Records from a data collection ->
START

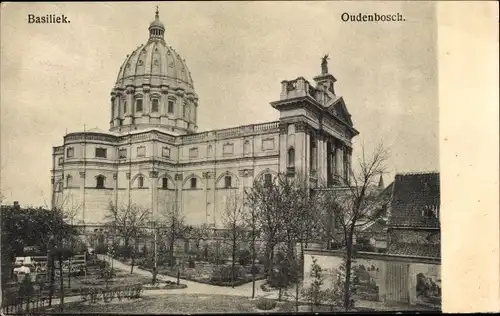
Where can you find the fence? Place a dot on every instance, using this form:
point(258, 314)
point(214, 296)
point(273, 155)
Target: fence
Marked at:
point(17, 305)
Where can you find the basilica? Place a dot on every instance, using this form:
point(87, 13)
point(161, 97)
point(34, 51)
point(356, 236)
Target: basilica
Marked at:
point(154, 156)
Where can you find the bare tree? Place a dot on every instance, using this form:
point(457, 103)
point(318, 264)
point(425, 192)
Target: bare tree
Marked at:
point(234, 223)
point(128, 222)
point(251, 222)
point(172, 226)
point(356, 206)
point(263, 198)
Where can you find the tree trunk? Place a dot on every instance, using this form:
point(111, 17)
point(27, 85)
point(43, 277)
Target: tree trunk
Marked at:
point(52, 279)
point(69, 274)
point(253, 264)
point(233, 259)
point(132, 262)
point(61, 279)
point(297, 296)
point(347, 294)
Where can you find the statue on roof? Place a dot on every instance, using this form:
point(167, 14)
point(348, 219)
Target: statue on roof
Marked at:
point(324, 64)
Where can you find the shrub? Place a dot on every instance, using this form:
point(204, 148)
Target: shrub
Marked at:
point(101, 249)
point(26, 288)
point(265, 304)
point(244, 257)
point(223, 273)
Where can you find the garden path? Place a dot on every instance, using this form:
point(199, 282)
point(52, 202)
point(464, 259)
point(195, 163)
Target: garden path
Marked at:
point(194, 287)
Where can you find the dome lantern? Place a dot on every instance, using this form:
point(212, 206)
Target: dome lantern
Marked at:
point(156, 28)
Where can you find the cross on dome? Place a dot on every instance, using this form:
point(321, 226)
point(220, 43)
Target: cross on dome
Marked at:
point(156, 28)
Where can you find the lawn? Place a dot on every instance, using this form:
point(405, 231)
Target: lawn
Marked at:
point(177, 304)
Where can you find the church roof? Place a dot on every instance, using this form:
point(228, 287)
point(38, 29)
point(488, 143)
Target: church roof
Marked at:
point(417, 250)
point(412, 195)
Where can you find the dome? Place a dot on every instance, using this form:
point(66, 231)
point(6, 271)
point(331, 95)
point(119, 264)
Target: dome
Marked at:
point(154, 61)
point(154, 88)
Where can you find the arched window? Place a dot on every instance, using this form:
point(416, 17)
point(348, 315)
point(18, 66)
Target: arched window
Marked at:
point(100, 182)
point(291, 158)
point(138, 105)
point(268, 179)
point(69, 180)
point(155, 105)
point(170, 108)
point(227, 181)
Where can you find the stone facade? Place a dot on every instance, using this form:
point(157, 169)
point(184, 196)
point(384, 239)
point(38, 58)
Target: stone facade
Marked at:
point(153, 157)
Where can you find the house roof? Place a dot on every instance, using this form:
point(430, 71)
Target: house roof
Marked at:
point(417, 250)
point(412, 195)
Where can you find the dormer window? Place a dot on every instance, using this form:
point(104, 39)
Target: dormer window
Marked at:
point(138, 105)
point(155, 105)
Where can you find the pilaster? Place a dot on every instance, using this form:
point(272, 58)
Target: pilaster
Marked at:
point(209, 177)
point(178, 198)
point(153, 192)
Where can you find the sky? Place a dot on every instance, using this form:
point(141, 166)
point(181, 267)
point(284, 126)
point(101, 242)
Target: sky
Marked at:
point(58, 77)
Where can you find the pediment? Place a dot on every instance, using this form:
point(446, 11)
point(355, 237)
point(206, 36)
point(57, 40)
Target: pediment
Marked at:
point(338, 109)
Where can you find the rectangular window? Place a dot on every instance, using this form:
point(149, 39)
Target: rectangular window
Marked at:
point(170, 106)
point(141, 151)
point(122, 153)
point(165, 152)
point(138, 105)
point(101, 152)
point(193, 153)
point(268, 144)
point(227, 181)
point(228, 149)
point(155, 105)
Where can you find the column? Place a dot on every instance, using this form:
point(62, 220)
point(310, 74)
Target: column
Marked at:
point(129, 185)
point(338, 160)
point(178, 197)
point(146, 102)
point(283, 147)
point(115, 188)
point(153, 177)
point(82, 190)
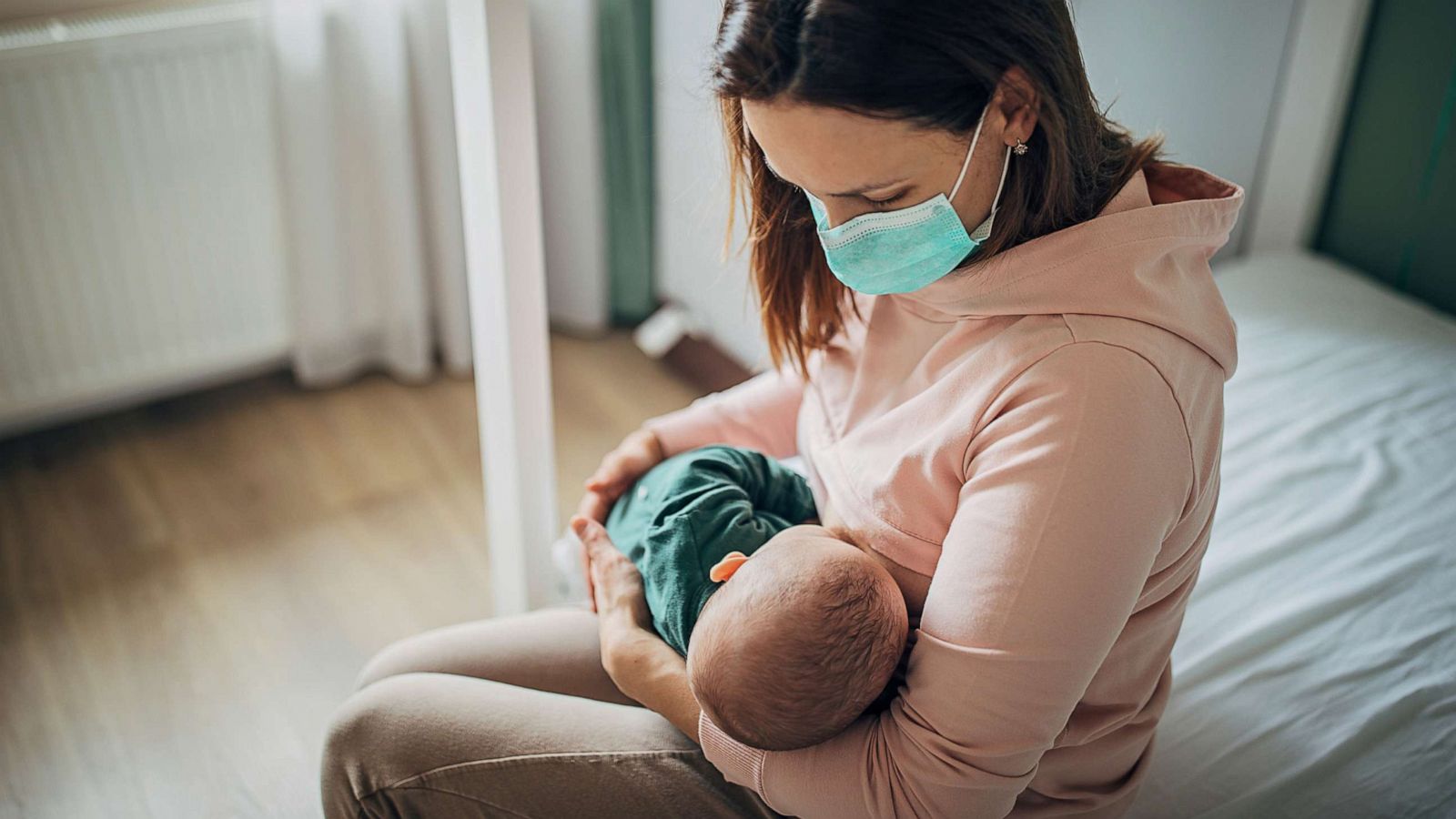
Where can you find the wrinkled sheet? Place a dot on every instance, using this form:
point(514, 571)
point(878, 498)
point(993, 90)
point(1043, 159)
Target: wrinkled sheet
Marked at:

END

Rewrite the material from its start through the line containing "point(263, 198)", inclusive, swapping "Marked at" for "Found at" and changing nothing else. Omit the pictures.

CORRECT RESULT ->
Where can you find the fence? Place a dot on every instance, using this form:
point(258, 314)
point(214, 296)
point(273, 155)
Target: fence
Found at:
point(17, 305)
Where can you find the basilica? Place a dot on every instance, using this form:
point(87, 13)
point(161, 97)
point(34, 51)
point(356, 236)
Target: basilica
Found at:
point(154, 156)
Where can you find the bare tree? Place a dot on every instance, using this form:
point(457, 103)
point(318, 264)
point(425, 192)
Target: bare tree
Found at:
point(234, 223)
point(128, 222)
point(251, 222)
point(172, 226)
point(356, 206)
point(263, 198)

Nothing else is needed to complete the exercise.